■ **DATASET RECORDS**:
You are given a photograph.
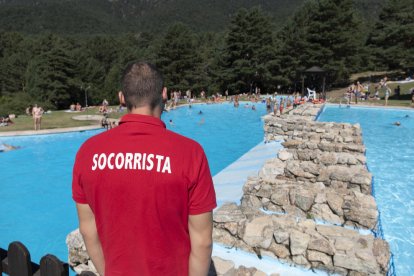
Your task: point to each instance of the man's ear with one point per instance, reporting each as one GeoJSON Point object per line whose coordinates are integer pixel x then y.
{"type": "Point", "coordinates": [164, 94]}
{"type": "Point", "coordinates": [121, 98]}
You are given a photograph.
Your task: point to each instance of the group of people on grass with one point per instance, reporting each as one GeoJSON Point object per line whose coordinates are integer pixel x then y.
{"type": "Point", "coordinates": [358, 91]}
{"type": "Point", "coordinates": [36, 112]}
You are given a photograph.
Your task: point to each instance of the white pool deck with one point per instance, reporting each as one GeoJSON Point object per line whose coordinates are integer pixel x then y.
{"type": "Point", "coordinates": [229, 188]}
{"type": "Point", "coordinates": [229, 182]}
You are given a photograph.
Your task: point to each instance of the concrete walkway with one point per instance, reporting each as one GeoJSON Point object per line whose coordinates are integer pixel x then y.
{"type": "Point", "coordinates": [229, 182]}
{"type": "Point", "coordinates": [48, 131]}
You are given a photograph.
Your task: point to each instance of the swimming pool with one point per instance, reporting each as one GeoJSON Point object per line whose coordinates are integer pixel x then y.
{"type": "Point", "coordinates": [35, 187]}
{"type": "Point", "coordinates": [390, 157]}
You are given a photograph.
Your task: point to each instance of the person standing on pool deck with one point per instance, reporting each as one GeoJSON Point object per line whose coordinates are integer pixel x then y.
{"type": "Point", "coordinates": [37, 113]}
{"type": "Point", "coordinates": [144, 194]}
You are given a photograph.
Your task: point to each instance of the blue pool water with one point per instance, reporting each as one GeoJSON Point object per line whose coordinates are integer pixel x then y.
{"type": "Point", "coordinates": [390, 155]}
{"type": "Point", "coordinates": [35, 186]}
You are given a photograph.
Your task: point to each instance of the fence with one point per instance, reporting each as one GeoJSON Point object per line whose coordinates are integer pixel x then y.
{"type": "Point", "coordinates": [16, 261]}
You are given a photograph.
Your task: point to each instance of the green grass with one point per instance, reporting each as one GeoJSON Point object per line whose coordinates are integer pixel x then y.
{"type": "Point", "coordinates": [57, 119]}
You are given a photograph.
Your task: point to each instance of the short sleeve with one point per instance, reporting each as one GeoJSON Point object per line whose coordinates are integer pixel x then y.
{"type": "Point", "coordinates": [78, 193]}
{"type": "Point", "coordinates": [202, 197]}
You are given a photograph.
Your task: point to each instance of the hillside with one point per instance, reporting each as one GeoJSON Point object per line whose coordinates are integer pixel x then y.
{"type": "Point", "coordinates": [119, 16]}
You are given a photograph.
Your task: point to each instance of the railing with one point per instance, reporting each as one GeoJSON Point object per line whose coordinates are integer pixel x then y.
{"type": "Point", "coordinates": [16, 261]}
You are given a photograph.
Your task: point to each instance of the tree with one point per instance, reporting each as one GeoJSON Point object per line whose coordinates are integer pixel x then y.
{"type": "Point", "coordinates": [326, 33]}
{"type": "Point", "coordinates": [392, 38]}
{"type": "Point", "coordinates": [178, 57]}
{"type": "Point", "coordinates": [49, 74]}
{"type": "Point", "coordinates": [249, 48]}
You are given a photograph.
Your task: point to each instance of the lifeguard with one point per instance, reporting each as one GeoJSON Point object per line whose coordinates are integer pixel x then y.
{"type": "Point", "coordinates": [131, 161]}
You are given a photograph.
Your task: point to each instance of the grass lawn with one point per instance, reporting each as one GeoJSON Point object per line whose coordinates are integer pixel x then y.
{"type": "Point", "coordinates": [57, 119]}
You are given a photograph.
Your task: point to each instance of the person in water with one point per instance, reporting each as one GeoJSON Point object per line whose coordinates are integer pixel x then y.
{"type": "Point", "coordinates": [6, 147]}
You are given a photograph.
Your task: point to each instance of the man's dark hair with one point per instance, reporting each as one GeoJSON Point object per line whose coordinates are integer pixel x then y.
{"type": "Point", "coordinates": [142, 85]}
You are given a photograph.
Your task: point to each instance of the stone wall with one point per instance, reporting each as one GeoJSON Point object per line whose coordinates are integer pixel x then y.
{"type": "Point", "coordinates": [309, 205]}
{"type": "Point", "coordinates": [306, 207]}
{"type": "Point", "coordinates": [301, 241]}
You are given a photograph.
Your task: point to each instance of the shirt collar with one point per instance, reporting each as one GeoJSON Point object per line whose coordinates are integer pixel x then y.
{"type": "Point", "coordinates": [144, 119]}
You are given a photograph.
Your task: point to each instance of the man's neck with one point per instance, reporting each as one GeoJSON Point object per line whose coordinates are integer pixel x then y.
{"type": "Point", "coordinates": [147, 110]}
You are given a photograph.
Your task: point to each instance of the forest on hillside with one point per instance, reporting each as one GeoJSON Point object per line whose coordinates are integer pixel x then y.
{"type": "Point", "coordinates": [54, 69]}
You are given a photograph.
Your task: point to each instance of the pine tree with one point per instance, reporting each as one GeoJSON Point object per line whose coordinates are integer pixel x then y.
{"type": "Point", "coordinates": [392, 38]}
{"type": "Point", "coordinates": [249, 48]}
{"type": "Point", "coordinates": [49, 74]}
{"type": "Point", "coordinates": [178, 57]}
{"type": "Point", "coordinates": [326, 33]}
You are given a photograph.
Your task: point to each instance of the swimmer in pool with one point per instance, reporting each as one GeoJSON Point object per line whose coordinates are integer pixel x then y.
{"type": "Point", "coordinates": [6, 147]}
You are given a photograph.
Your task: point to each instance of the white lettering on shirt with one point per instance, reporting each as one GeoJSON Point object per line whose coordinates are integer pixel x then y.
{"type": "Point", "coordinates": [167, 165]}
{"type": "Point", "coordinates": [150, 162]}
{"type": "Point", "coordinates": [132, 161]}
{"type": "Point", "coordinates": [102, 161]}
{"type": "Point", "coordinates": [137, 161]}
{"type": "Point", "coordinates": [128, 161]}
{"type": "Point", "coordinates": [110, 164]}
{"type": "Point", "coordinates": [159, 159]}
{"type": "Point", "coordinates": [95, 162]}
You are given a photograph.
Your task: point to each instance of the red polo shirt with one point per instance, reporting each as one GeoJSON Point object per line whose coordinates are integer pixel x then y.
{"type": "Point", "coordinates": [142, 182]}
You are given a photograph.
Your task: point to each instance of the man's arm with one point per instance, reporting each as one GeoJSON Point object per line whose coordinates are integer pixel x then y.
{"type": "Point", "coordinates": [200, 229]}
{"type": "Point", "coordinates": [89, 233]}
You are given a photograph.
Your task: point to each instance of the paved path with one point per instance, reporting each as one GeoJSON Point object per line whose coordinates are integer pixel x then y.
{"type": "Point", "coordinates": [229, 182]}
{"type": "Point", "coordinates": [48, 131]}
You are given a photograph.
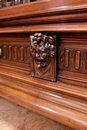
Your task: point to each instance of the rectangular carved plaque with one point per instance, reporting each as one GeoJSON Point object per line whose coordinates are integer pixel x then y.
{"type": "Point", "coordinates": [43, 56]}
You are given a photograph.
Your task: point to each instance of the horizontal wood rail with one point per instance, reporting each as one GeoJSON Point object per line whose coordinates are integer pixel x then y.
{"type": "Point", "coordinates": [65, 23]}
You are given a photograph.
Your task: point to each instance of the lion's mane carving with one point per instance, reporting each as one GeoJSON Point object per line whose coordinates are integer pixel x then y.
{"type": "Point", "coordinates": [42, 49]}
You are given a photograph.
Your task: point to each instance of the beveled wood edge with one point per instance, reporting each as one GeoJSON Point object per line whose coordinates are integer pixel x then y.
{"type": "Point", "coordinates": [41, 12]}
{"type": "Point", "coordinates": [49, 109]}
{"type": "Point", "coordinates": [61, 27]}
{"type": "Point", "coordinates": [72, 90]}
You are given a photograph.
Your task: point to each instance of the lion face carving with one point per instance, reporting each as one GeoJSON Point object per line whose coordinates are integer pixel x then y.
{"type": "Point", "coordinates": [42, 49]}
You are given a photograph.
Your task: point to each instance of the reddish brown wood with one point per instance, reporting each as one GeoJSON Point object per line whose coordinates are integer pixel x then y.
{"type": "Point", "coordinates": [66, 99]}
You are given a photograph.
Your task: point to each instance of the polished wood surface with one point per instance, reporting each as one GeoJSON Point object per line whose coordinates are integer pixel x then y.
{"type": "Point", "coordinates": [64, 100]}
{"type": "Point", "coordinates": [15, 117]}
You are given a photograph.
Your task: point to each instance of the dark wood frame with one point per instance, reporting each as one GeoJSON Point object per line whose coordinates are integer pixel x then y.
{"type": "Point", "coordinates": [65, 100]}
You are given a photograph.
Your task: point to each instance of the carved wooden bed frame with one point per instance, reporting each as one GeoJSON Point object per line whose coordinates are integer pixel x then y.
{"type": "Point", "coordinates": [43, 59]}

■ **SET EXERCISE**: Extract every line of the material that contains the word "carved", copying each line in full. Case counts.

■ **CORRECT OUTPUT**:
Your task: point to each instance of the rectangular carved plaque with one point per instance, reporting each as one GeoJSON Point object per line whose coordinates are integer pixel x then y.
Your task: point to each instance of the carved wooden bed frame with one point per instance, reporting each as one GeoJSON Point object per line whose coordinates are integer pixel x then y.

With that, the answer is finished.